■ TASK DETAILS
Return exactly the lines from the start of the records below through the line containing "box: [189, 33, 450, 300]", both ends included, and leave out the pictures.

(Stored data entries)

* * *

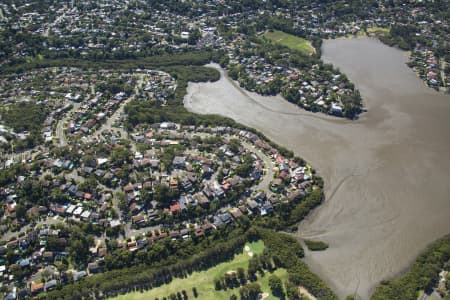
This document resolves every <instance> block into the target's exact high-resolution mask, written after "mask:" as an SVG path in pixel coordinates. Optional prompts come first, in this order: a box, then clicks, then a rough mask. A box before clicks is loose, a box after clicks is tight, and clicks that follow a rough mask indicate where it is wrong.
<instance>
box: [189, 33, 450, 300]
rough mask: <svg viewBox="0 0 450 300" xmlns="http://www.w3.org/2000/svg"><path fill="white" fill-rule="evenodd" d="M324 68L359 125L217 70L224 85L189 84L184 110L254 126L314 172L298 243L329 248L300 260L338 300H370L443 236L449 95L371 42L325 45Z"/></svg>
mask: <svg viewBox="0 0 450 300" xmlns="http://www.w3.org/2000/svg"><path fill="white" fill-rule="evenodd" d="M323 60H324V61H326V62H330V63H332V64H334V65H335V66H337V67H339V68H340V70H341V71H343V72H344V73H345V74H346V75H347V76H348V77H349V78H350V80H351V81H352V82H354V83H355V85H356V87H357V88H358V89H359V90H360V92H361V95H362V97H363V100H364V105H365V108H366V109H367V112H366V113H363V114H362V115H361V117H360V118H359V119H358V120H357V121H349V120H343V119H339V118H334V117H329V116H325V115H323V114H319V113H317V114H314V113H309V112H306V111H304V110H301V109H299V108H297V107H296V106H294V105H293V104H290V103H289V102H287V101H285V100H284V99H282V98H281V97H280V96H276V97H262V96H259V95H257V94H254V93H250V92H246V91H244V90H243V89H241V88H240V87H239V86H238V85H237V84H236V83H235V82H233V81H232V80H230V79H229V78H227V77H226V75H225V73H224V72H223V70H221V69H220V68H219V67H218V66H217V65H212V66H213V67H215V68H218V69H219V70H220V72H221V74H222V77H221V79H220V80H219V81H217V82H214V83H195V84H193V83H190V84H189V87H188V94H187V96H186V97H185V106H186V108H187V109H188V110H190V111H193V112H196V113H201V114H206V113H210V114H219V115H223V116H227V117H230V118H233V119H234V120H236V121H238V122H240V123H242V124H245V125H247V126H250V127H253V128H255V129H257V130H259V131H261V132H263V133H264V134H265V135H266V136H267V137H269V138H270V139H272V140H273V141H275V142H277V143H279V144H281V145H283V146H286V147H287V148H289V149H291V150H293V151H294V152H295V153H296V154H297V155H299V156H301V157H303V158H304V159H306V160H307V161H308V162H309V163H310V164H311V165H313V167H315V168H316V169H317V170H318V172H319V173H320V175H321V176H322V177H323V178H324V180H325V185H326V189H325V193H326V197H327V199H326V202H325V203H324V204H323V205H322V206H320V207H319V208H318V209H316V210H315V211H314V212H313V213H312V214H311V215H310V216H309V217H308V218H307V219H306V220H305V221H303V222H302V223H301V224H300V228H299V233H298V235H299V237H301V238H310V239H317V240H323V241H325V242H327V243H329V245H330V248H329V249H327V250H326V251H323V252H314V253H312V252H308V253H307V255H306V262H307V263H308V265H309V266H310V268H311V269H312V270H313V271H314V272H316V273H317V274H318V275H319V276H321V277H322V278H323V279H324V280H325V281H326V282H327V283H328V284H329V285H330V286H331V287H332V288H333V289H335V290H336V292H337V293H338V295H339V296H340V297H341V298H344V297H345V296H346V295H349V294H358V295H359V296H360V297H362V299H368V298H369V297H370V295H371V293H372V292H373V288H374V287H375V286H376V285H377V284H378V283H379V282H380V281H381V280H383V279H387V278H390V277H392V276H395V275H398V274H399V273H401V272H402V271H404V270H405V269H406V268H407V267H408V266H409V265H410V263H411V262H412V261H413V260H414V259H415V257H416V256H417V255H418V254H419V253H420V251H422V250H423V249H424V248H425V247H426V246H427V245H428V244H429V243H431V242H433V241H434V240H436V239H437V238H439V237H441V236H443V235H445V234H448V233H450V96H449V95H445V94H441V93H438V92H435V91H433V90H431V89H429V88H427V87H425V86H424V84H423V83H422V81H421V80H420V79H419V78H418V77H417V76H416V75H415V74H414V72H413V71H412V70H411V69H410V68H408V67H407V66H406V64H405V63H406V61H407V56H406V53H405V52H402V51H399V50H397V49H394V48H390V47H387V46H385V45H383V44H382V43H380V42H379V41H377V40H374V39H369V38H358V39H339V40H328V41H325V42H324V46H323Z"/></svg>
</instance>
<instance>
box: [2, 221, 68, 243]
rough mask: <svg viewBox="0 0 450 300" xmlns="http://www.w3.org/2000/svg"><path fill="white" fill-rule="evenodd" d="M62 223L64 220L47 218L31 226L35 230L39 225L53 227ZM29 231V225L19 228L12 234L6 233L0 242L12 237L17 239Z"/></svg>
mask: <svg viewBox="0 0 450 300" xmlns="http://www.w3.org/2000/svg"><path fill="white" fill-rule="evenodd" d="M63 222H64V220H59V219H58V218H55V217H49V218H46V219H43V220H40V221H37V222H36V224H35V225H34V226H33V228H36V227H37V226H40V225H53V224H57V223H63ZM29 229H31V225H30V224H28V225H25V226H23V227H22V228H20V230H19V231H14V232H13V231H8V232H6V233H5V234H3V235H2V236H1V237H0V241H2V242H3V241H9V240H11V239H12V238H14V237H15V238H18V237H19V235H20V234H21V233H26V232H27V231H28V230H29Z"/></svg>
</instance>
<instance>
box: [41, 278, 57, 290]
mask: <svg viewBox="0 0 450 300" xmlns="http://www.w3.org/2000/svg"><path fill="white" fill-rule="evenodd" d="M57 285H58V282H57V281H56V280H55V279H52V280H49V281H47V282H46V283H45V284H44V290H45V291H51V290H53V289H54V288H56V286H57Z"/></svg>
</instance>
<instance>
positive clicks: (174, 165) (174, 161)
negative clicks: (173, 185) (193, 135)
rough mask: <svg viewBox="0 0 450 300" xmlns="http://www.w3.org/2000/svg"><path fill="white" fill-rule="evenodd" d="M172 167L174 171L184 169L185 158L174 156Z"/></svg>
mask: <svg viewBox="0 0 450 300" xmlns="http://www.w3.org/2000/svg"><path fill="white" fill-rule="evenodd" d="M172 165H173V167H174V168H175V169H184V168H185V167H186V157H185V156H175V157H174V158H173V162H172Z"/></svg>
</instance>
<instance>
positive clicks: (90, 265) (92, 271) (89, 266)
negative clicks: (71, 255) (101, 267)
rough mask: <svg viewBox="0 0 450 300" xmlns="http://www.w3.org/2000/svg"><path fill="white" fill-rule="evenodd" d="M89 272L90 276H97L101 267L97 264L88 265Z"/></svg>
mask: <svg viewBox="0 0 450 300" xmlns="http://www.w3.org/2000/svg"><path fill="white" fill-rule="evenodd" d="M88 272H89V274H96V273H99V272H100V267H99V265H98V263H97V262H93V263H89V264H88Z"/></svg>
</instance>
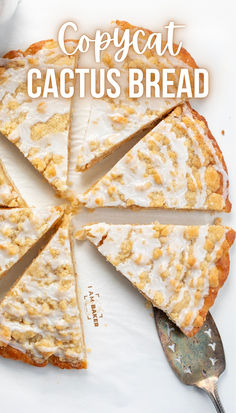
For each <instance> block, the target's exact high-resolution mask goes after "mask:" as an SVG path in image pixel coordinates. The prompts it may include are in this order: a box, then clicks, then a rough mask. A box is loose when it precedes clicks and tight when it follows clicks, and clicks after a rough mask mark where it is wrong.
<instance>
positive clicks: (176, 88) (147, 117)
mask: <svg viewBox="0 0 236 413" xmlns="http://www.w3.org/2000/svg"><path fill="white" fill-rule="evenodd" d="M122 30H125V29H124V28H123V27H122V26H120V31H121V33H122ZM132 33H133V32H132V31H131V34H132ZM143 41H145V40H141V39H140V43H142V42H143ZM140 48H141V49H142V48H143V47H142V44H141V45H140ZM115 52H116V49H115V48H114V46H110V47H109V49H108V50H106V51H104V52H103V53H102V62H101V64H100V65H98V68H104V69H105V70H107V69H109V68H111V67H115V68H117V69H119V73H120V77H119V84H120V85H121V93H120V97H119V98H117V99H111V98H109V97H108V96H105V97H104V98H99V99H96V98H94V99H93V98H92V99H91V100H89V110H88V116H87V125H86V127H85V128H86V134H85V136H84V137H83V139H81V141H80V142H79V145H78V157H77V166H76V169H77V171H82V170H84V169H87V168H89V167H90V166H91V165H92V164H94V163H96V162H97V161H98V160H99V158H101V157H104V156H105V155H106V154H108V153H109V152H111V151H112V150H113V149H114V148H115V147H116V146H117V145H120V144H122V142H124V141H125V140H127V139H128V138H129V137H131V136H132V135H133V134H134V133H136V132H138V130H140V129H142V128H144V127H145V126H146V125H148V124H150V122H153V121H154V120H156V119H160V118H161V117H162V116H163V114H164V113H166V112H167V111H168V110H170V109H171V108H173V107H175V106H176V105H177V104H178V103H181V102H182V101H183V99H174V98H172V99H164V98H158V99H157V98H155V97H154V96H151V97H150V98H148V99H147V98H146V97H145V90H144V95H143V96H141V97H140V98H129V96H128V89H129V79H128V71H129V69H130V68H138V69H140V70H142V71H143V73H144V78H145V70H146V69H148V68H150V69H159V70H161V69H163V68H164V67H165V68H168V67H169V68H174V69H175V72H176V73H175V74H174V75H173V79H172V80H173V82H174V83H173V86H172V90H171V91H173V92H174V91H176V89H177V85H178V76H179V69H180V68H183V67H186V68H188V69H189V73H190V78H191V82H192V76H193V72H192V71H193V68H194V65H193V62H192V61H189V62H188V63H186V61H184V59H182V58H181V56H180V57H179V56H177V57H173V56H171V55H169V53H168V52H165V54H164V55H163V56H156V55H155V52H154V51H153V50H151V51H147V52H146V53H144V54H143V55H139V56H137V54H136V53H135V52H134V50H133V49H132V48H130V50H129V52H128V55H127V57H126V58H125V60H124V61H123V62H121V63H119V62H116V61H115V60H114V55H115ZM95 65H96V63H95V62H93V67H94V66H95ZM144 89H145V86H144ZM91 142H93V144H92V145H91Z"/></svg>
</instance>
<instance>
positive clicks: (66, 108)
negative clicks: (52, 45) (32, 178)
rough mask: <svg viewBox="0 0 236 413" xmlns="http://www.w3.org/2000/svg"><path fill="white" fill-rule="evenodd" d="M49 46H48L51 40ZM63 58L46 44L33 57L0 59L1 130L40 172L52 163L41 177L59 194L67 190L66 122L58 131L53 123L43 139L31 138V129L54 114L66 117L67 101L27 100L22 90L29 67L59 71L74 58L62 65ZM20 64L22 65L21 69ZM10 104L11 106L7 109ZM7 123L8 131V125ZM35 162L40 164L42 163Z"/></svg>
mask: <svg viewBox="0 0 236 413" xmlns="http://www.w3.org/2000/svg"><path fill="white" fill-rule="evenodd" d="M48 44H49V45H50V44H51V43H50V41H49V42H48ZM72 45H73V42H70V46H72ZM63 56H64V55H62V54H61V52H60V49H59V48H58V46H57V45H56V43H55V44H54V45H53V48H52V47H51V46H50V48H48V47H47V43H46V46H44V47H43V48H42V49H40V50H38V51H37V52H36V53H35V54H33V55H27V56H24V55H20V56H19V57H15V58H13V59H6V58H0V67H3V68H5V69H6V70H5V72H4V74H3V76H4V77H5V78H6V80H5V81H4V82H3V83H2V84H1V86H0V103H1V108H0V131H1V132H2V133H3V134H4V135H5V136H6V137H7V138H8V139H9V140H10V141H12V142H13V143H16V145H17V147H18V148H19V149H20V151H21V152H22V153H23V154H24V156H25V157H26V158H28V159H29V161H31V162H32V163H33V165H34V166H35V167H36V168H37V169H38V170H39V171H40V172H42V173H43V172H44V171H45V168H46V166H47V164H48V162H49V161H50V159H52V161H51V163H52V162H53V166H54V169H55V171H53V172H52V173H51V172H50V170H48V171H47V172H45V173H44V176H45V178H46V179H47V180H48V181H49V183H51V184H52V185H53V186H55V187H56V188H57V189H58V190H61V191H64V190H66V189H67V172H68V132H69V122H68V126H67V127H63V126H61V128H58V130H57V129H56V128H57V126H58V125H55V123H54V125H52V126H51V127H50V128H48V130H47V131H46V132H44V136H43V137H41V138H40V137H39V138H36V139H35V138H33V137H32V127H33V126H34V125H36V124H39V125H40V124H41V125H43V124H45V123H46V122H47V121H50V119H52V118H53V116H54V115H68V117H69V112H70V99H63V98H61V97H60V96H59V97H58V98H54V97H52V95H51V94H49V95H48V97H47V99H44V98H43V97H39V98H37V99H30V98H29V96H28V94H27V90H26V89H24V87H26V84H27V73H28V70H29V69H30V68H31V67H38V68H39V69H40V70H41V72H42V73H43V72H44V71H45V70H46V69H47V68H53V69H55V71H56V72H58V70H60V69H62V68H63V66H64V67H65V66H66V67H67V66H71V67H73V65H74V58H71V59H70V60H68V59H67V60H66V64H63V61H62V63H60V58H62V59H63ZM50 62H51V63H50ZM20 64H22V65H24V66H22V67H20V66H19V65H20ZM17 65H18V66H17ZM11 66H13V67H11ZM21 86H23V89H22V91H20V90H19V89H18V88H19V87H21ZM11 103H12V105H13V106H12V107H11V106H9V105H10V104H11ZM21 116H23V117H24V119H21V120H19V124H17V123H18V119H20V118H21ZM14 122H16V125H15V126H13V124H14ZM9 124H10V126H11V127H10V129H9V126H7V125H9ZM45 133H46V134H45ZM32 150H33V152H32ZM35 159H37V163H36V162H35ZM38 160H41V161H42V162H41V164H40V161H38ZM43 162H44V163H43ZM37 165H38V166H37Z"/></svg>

* * *

■ TASK ANSWER
This document resolves every <instance> block into the target's exact high-resolution mask, written after "mask:" as an SVG path in pixel coordinates. Optional prompts come first, in this order: a box, then clicks, then a rough mask. A box before clicks is loose, a box after clicks is tight, and clicks that follow a rough mask indicate where it is wrong.
<instance>
box: [189, 33, 450, 300]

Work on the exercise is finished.